-- Begin --

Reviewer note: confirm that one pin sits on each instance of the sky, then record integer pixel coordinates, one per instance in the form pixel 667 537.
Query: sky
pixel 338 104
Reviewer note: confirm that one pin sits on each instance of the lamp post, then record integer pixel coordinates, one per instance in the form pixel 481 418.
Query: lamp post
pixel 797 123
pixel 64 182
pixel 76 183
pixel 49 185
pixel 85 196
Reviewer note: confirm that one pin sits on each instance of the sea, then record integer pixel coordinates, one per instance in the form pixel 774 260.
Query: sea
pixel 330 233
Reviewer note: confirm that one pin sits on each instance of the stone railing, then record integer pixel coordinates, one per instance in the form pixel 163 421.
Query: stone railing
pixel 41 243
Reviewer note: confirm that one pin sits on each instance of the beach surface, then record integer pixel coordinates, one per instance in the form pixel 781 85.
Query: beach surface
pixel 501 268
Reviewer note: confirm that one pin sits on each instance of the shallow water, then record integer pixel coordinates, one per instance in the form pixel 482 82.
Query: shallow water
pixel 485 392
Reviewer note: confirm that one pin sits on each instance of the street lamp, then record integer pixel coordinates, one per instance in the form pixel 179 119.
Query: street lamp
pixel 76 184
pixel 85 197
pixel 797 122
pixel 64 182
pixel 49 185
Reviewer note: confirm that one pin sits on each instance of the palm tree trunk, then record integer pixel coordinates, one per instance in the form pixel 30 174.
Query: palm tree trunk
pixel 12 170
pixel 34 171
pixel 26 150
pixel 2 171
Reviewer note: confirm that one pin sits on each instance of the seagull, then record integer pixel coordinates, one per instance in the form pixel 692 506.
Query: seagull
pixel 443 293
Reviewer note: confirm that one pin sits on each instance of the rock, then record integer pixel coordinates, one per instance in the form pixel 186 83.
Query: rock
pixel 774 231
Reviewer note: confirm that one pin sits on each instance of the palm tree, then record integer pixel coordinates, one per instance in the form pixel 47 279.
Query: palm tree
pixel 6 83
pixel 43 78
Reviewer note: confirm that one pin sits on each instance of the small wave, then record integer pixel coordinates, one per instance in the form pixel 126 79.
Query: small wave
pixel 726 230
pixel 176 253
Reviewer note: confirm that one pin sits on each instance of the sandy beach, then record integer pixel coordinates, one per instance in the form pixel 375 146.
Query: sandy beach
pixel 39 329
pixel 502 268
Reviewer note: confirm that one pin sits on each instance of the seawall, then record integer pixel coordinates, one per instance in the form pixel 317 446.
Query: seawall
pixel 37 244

-- End --

» Stated exercise
Reproduce the lines from the one containing "pixel 781 85." to the end of the entries, keeping both ends and adding nothing.

» Worked solution
Reviewer note: confirm that one pin sits on each instance of the beach surface, then record integer pixel coordinates, one per instance in the form pixel 781 85.
Query: beach surface
pixel 501 268
Reviewer note: confirm that one pin sits on each instance of the shallow water, then record integer pixel coordinates, one per instance in the form pixel 482 82.
Query: shallow water
pixel 485 392
Reviewer note: confirm that one pin sits on each instance of the street lamp, then record integer pixel coordinates, one per instance in the form pixel 179 119.
Query: street lamp
pixel 76 184
pixel 85 197
pixel 797 122
pixel 64 182
pixel 49 185
Reviewer note: confirm that one pin sits on each instance of the palm tree trunk, then record integer pixel coordinates, one per instance in the form pixel 30 174.
Query: palm tree trunk
pixel 12 170
pixel 34 171
pixel 26 150
pixel 2 171
Reviewer note: confirm that one pin sits on each instance of the seagull, then record integer pixel coordinates, one per instance in the form pixel 692 506.
Query: seagull
pixel 443 293
Reviewer note: confirm that one pin sits on each instance of the rock, then record integer pixel coordinates, one per instance in the form pixel 186 83.
Query: rock
pixel 774 231
Reviewer note: confirm that one pin sits on each instance of the palm tree, then record integer pixel coordinates, one per instance in the form pixel 47 279.
Query: palm tree
pixel 6 83
pixel 43 78
Reviewer note: confirm that one pin sits on each instance of the small wave, then record integer pixel coordinates, one per instance in the form pixel 126 79.
Query: small wave
pixel 726 230
pixel 176 253
Reviewer note: confirm that one pin sits on each instance of the sandy beach, then record integer pixel coordinates, one per instance in the form pixel 375 146.
Query: sandy beach
pixel 39 329
pixel 502 268
Reviewer note: confirm that one pin sits on each instance of the seawall, then record integer pixel coordinates, one per instance in the form pixel 317 446.
Query: seawall
pixel 37 244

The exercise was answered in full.